• **RAW DATA**
↓
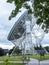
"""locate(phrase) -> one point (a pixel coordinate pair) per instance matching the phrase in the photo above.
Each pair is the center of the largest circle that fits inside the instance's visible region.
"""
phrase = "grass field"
(12, 64)
(19, 58)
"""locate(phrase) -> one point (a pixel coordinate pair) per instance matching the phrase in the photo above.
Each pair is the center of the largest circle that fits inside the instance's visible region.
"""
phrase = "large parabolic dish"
(18, 29)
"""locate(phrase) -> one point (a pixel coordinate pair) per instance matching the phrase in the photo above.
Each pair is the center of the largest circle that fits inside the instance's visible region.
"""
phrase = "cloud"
(6, 25)
(6, 46)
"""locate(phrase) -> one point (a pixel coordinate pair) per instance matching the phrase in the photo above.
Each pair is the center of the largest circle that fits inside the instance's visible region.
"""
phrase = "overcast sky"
(6, 25)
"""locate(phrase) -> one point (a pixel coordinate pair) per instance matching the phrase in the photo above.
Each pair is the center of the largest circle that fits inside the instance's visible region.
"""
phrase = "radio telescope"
(21, 28)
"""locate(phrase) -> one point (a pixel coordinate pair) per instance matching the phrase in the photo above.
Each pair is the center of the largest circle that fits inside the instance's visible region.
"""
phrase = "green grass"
(45, 57)
(19, 58)
(12, 58)
(13, 64)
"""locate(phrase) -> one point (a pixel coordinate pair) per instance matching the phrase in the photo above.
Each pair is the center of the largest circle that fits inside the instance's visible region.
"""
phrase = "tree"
(1, 52)
(41, 11)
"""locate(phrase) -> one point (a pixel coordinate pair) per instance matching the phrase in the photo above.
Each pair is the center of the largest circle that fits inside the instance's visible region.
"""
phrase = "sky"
(6, 25)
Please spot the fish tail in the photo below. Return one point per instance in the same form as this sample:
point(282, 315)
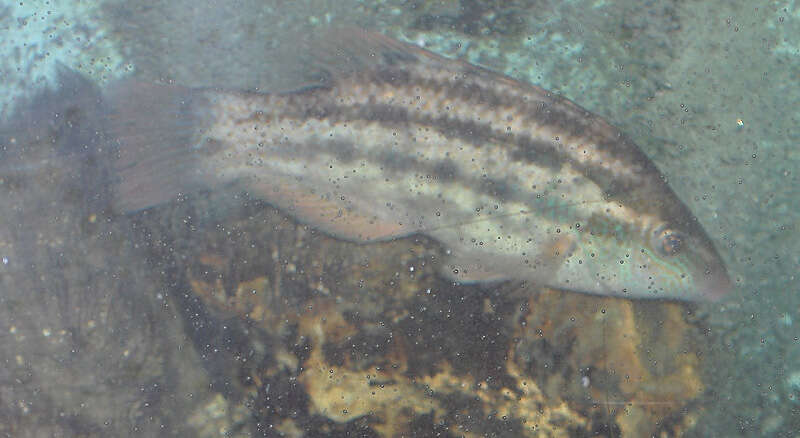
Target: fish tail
point(158, 130)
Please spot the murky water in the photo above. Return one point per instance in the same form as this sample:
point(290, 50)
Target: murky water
point(221, 313)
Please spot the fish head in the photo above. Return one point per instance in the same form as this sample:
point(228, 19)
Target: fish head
point(674, 261)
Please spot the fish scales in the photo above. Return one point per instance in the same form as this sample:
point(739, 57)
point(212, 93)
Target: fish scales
point(515, 182)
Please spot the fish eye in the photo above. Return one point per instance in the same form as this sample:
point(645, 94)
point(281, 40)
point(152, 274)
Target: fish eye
point(668, 242)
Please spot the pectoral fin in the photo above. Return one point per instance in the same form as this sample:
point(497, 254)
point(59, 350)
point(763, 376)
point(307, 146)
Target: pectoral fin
point(332, 215)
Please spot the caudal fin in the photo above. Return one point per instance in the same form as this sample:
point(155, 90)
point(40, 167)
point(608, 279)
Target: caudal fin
point(159, 130)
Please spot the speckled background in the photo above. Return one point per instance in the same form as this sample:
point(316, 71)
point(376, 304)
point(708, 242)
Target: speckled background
point(92, 297)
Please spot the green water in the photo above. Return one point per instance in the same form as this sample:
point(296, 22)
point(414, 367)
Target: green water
point(99, 339)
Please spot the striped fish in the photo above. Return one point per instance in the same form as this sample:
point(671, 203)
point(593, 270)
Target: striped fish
point(515, 182)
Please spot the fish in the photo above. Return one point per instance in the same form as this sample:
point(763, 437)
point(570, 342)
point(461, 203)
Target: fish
point(515, 182)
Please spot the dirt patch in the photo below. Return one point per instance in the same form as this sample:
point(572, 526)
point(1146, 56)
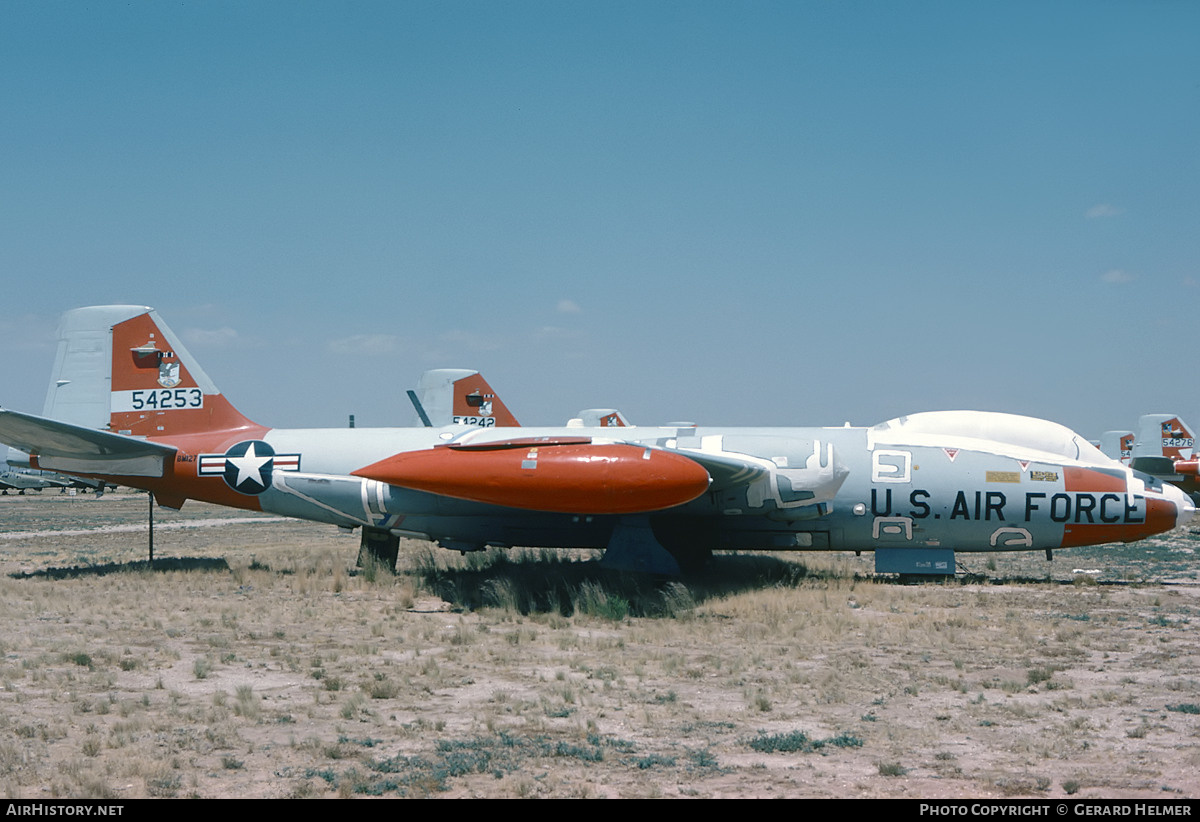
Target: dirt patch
point(263, 664)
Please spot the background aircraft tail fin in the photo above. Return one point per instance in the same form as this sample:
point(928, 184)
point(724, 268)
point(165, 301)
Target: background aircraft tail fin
point(121, 369)
point(461, 396)
point(1163, 439)
point(599, 418)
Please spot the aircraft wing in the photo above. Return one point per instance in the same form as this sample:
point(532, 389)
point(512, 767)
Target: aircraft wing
point(78, 450)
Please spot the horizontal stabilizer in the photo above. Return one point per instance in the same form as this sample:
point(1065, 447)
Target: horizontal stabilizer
point(78, 450)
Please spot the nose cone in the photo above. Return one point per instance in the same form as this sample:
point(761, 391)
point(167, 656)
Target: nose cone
point(1183, 505)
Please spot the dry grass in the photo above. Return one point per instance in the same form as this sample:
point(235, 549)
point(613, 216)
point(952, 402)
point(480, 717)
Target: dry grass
point(268, 666)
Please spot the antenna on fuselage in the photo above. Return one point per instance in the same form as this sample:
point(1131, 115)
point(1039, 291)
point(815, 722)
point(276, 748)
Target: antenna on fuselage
point(420, 409)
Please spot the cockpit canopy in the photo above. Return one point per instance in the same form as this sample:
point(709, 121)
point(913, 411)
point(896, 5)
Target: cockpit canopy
point(1027, 433)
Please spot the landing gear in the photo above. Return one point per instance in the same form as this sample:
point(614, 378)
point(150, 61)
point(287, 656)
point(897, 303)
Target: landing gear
point(379, 547)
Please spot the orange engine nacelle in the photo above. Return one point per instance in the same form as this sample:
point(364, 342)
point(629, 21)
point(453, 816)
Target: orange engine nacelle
point(567, 477)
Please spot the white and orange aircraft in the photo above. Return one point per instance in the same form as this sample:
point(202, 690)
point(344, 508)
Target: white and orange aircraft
point(127, 403)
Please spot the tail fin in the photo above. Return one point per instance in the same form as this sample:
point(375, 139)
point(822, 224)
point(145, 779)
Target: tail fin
point(461, 396)
point(121, 369)
point(1163, 439)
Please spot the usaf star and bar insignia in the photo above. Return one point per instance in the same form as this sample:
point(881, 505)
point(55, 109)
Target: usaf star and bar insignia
point(247, 466)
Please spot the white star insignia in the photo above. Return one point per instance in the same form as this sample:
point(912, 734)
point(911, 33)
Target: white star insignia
point(250, 466)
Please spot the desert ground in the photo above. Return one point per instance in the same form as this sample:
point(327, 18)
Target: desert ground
point(256, 660)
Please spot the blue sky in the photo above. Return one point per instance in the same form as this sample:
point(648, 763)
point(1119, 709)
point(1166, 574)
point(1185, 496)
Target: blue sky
point(732, 213)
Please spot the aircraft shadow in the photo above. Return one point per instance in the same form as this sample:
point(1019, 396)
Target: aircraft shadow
point(161, 564)
point(546, 583)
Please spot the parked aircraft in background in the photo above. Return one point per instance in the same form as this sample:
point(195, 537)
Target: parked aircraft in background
point(22, 481)
point(913, 490)
point(459, 396)
point(1165, 449)
point(1116, 445)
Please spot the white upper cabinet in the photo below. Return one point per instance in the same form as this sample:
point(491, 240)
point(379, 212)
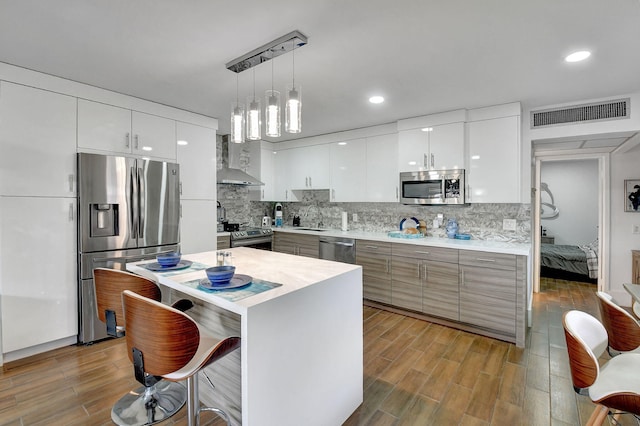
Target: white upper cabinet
point(196, 147)
point(37, 142)
point(494, 151)
point(348, 170)
point(153, 136)
point(104, 127)
point(382, 168)
point(261, 166)
point(310, 167)
point(118, 130)
point(431, 147)
point(446, 146)
point(281, 176)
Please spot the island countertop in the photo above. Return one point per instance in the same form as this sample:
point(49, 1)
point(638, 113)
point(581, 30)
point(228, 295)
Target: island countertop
point(293, 272)
point(301, 339)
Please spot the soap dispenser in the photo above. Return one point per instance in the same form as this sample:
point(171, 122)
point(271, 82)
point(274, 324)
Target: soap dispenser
point(452, 228)
point(278, 215)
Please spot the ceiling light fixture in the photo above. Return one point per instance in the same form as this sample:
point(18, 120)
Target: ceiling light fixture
point(237, 118)
point(253, 114)
point(293, 109)
point(272, 115)
point(293, 106)
point(578, 56)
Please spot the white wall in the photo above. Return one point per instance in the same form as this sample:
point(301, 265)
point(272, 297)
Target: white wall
point(623, 166)
point(574, 185)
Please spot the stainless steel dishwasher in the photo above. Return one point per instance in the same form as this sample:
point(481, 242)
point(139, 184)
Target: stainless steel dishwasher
point(339, 249)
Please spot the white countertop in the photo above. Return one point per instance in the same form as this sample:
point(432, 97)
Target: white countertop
point(476, 245)
point(293, 272)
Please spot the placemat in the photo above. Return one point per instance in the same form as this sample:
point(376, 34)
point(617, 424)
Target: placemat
point(195, 266)
point(257, 286)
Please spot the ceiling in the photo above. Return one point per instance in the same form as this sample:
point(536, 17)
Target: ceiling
point(423, 56)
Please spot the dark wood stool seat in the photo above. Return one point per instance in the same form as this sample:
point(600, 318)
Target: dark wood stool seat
point(164, 341)
point(156, 400)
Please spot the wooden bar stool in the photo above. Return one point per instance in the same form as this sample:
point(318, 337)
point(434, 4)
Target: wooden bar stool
point(154, 401)
point(622, 328)
point(163, 341)
point(613, 386)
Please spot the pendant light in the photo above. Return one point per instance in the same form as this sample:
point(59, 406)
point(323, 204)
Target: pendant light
point(253, 114)
point(272, 115)
point(293, 106)
point(237, 118)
↑
• **REQUIRED ACTION**
In how many lines of the records does the word "below" occur? Reply with the number only.

• **YOUR SOLUTION**
3